▸ Task item: Reproduce the entries that follow exactly, dropping each image.

[Data records — start]

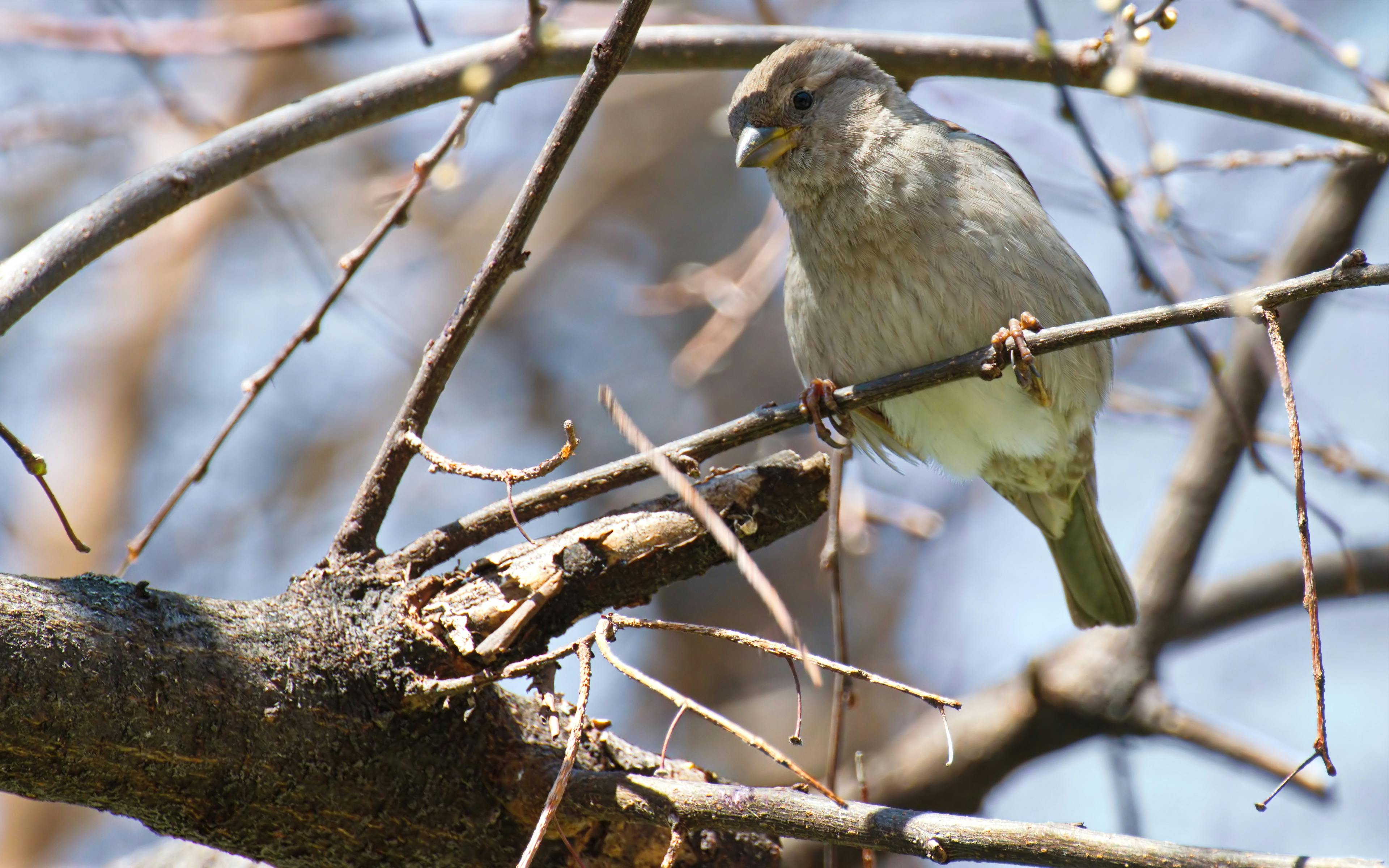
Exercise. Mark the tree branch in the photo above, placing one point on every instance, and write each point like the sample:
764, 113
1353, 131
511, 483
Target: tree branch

[Data records — finish]

▸ Result:
Exercise. Mark the tree branch in the photo above, placing one point on every instance, and write each point like the sample:
764, 113
1353, 131
511, 483
Target: tree branch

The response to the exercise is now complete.